- _TASKS TO COMPLETE_:
[A] Retype the stretch of the event-driven investing passage from "The combination of" through "apart from SPACs.".
[B] Summarize the event-driven investing passage in two sentences.
[C] Carry on the passage about event-driven investing from its last sentence.

- _DOCUMENT SEGMENT_:

________

The combination of Q1 2020 performance challenges for the asset class and slow-to-recover new merger volume last spring and summer led to the perception that there was “nothing to do” in event-driven. The record issuance of SPACs in 2020 and early 2021, accompanied by some high-profile bouts of outperformance in former SPACs like Nikola, amended that narrative slightly. Recent commentary has been willing to stipulate that there was nothing to do in event-driven, apart from SPACs.

The Current Opportunity

As experienced event-driven investors, we’ve often chafed at the notion that event-driven’s attractiveness waxes and wanes as much as commentators would suggest. Indeed, our team mantra is “there’s almost always something to do,” and our historical results have supported this claim’s veracity.

________

- _DATASET CONTENT_:
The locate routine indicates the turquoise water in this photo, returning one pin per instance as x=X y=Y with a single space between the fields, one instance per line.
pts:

________

- _RESPONSES PER TASK_:
[A]
The combination of Q1 2020 performance challenges for the asset class and slow-to-recover new merger volume last spring and summer led to the perception that there was “nothing to do” in event-driven. The record issuance of SPACs in 2020 and early 2021, accompanied by some high-profile bouts of outperformance in former SPACs like Nikola, amended that narrative slightly. Recent commentary has been willing to stipulate that there was nothing to do in event-driven, apart from SPACs.

[B] Weak performance in Q1 2020 and merger volume that was slow to recover fed a perception that there was "nothing to do" in event-driven investing, and record SPAC issuance only slightly amended that narrative. The writers, as experienced event-driven investors, reject the idea that the strategy's attractiveness swings as much as commentators suggest, holding that "there's almost always something to do" and saying their historical results support this.

[C]
That said, the current opportunity set in merger arbitrage is both compelling and mostly unnoticed, a unique combination. Amid the “nothing to do” narrative that prevailed last summer and the SPAC boom that followed in its wake, the quantity and quality of merger arbitrage transactions has grown quickly but quietly. What started as a slow trickle of new deal announcements late last summer morphed into a gushing stream of activity. Since Q3 of 2020, we’ve seen several hundred billion dollars of new mergers announced. This flood has come alongside >$100 billion of new SPAC issuances, with more announced every day. The result of all this activity is an environment historically unique on the metric that should matter most to investors: the ability to build a merger arbitrage portfolio that can deliver excellent future returns.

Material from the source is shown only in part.